WORK ORDER:
Everything in the records below should be set down again, word for word.

DATA EXTRACT:
--------------------

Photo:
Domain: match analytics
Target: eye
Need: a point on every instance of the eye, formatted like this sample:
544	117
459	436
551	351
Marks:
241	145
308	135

--------------------

ANSWER BOX:
Photo:
Domain: match analytics
Target: eye
Need: a point on every instance of the eye, formatted like this sample:
544	117
459	436
551	351
Marks:
241	145
308	135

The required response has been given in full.